__WRITTEN TASK 1__
For each statement (a), (b), and (c), decide whether it agrees with the WAMEX description. Answer yes or no, and quote the words from the description that settle it. (a) WAMEX is based on wasm-split-prototype. (b) Hot reloading in Dioxus and Leptos covers changes to application logic. (c) Rarely used parts of a large WebAssembly application still have to be downloaded by the browser.
__WRITTEN TASK 2__
Using the reason given in the WAMEX description, explain in one to three sentences why the feedback loop for a large WebAssembly application is too slow during development.
__WRITTEN TASK 3__
In the WAMEX description, write out the passage from "During development of" up to and including "slow loading time.", changing "browser" to "client".

WAsm module EXtractor (WAMEX)

WAMEX is a tool for splitting large WebAssembly module into few smaller dynamically loadable modules. It is based on wasm-split-prototype by jbms, unlike wasm-split splitted modules are partially implementing dynamic linking convention.

This allows to load and reload them on demand, which can be used for hot module reloading (HMR) during development. Also making modules dynamically loadable allows compatibility checking of provided and required symbols during runtime loading.

Motivation

During development of large WebAssembly application, some pieces of app can be rarely used, but they still needed to be downloaded by browser. This can lead to large initial download size and slow loading time.

Another common problem is that during development - feedback loop for such application is too slow. This is because the whole module needs to be recompiled and reloaded, also there is no way to resume application state after reload. Incremental compiliation reduces compile time significantly and improve development experience, but another solution might be to implement some kind of hot reloading. Front-end frameworks like Dioxus and Leptos are both implementing hot reloading, but it is limited only for html layout changes. And currently changing logic of the application requires full reload of the page. But this reload clear all "in-memory" state. Which makes "hot reloading" not so useful.

(Dataset listing about object locations)
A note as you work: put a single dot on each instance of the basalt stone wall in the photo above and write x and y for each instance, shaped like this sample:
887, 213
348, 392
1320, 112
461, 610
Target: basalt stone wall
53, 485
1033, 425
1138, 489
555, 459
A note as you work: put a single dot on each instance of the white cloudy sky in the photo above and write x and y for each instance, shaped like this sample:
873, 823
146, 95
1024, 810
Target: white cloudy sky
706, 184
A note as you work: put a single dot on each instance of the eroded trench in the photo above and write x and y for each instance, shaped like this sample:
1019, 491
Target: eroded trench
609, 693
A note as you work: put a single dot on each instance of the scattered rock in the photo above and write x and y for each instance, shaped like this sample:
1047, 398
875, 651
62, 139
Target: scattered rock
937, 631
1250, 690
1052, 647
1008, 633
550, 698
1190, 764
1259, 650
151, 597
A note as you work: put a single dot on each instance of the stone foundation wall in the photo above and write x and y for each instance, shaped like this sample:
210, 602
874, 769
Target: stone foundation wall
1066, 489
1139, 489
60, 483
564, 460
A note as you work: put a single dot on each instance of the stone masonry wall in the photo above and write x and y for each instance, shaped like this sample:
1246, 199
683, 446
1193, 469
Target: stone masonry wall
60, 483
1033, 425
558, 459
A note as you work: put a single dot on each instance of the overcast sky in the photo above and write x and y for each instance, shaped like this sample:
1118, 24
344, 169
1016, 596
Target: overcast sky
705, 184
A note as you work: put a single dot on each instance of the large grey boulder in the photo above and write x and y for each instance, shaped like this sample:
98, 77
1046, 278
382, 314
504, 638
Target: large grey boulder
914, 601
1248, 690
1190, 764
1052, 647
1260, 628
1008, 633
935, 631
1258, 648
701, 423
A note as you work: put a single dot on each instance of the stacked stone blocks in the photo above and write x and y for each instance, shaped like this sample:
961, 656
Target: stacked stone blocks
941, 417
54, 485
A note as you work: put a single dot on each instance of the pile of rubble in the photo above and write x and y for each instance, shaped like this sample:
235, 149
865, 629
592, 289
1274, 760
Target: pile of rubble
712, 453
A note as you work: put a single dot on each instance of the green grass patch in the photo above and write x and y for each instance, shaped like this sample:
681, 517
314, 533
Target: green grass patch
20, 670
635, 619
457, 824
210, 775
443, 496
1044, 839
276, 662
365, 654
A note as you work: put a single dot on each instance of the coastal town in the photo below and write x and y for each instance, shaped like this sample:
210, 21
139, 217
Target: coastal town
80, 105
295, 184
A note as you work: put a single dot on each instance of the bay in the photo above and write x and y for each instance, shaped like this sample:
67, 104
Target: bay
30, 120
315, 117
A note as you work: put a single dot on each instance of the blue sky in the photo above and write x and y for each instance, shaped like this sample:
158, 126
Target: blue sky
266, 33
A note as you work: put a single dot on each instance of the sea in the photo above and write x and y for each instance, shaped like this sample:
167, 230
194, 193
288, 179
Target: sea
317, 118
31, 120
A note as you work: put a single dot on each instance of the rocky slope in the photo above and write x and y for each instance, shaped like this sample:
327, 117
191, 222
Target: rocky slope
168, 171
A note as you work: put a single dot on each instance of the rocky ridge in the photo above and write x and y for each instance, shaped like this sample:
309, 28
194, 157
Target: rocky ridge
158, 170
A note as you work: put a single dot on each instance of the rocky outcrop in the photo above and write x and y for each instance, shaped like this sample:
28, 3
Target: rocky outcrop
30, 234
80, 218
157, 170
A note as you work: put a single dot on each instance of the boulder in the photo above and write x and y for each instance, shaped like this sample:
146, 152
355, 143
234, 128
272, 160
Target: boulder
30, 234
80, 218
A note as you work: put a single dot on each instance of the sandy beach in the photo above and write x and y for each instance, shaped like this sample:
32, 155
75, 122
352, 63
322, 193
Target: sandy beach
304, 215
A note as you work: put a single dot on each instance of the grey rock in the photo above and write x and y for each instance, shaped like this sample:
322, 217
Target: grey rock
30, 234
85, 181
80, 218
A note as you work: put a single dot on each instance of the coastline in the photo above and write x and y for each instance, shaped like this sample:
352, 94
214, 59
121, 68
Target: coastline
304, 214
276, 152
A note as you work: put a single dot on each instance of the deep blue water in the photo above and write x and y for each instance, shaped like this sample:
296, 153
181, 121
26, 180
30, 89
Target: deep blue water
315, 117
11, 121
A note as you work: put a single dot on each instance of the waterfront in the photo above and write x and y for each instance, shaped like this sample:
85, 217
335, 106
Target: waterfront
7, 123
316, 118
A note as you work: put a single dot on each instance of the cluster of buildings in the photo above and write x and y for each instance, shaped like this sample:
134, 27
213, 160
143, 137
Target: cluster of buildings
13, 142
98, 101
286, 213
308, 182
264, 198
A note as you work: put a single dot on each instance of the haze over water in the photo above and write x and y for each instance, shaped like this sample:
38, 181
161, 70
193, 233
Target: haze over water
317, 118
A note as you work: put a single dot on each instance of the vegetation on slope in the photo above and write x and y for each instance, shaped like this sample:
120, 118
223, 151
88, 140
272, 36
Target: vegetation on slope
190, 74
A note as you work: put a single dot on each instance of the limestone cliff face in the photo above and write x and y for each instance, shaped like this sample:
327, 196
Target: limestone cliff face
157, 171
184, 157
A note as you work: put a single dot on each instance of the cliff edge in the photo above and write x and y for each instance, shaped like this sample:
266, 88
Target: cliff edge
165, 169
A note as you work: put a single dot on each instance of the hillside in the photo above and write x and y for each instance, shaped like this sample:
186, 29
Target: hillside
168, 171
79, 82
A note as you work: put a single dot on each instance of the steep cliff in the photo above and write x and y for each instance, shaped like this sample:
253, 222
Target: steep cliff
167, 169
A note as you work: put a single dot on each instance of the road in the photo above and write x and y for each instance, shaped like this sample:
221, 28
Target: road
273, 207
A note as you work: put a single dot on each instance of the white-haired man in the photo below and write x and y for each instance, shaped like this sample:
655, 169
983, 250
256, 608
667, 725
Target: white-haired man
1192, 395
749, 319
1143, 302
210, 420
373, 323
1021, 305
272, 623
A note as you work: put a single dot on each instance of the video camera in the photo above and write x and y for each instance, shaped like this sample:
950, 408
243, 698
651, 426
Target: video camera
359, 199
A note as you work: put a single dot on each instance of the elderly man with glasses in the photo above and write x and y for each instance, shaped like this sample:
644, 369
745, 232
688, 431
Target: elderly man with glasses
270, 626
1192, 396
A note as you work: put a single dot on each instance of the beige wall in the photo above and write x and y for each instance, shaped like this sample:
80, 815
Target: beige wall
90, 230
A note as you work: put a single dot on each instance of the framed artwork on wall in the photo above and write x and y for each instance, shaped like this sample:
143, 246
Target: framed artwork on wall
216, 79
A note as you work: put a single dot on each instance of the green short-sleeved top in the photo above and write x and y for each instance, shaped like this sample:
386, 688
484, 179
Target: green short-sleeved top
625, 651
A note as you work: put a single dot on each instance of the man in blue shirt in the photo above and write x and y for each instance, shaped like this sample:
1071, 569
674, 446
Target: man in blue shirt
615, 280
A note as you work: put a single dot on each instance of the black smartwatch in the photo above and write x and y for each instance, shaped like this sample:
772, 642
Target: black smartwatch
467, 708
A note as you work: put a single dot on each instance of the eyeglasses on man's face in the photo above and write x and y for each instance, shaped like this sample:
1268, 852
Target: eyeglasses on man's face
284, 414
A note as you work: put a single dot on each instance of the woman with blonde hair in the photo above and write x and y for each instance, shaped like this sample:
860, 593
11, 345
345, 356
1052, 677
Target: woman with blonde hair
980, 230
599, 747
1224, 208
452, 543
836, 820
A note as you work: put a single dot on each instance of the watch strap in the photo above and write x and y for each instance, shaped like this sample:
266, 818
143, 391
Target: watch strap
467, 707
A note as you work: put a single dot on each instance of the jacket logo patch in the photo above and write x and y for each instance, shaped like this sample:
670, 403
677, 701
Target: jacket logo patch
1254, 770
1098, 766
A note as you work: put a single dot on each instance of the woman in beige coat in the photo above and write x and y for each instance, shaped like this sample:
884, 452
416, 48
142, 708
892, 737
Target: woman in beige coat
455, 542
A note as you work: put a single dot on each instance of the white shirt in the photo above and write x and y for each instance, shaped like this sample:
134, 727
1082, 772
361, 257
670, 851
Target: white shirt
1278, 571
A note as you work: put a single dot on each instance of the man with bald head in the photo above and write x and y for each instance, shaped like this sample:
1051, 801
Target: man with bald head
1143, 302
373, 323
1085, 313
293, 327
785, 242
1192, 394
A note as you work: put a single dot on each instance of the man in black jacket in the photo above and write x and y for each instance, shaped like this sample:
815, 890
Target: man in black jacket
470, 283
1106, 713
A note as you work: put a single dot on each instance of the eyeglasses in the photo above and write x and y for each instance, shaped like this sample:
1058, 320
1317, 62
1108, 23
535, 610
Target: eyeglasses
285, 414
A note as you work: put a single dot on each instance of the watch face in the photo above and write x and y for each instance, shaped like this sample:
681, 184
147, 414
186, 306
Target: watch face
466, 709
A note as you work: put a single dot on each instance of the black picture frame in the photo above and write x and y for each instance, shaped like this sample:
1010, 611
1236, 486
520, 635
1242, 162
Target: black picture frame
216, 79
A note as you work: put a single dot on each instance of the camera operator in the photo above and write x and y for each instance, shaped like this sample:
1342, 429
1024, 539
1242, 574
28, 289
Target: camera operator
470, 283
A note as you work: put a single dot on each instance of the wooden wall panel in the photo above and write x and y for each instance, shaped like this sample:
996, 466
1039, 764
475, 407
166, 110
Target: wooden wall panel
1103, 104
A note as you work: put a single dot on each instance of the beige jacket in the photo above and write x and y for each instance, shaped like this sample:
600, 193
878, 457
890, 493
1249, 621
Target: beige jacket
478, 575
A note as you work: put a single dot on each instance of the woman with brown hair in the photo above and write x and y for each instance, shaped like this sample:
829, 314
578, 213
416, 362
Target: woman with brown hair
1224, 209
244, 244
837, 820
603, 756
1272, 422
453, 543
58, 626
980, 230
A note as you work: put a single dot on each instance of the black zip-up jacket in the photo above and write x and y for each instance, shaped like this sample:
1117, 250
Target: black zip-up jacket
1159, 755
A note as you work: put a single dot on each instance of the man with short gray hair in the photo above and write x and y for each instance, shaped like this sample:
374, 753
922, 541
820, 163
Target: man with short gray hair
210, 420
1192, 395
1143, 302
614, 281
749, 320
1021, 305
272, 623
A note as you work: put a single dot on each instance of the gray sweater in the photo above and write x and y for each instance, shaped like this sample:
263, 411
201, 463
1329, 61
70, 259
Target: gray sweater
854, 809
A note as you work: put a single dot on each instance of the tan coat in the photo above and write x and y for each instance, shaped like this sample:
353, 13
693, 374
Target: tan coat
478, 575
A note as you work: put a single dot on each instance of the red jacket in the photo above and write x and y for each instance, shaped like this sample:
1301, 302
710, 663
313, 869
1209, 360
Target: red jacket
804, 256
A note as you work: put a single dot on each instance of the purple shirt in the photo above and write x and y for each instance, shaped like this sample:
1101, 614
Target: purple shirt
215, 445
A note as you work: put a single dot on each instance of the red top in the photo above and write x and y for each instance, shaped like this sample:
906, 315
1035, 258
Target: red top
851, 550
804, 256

__REPLY 1__
(a) Yes: "It is based on wasm-split-prototype by jbms"
(b) No: "it is limited only for html layout changes"
(c) Yes: "some pieces of app can be rarely used, but they still needed to be downloaded by browser"

__REPLY 2__
The feedback loop is slow because the whole module has to be recompiled and reloaded after each change. There is also no way to resume the application state after the reload.

__REPLY 3__
During development of large WebAssembly application, some pieces of app can be rarely used, but they still needed to be downloaded by client. This can lead to large initial download size and slow loading time.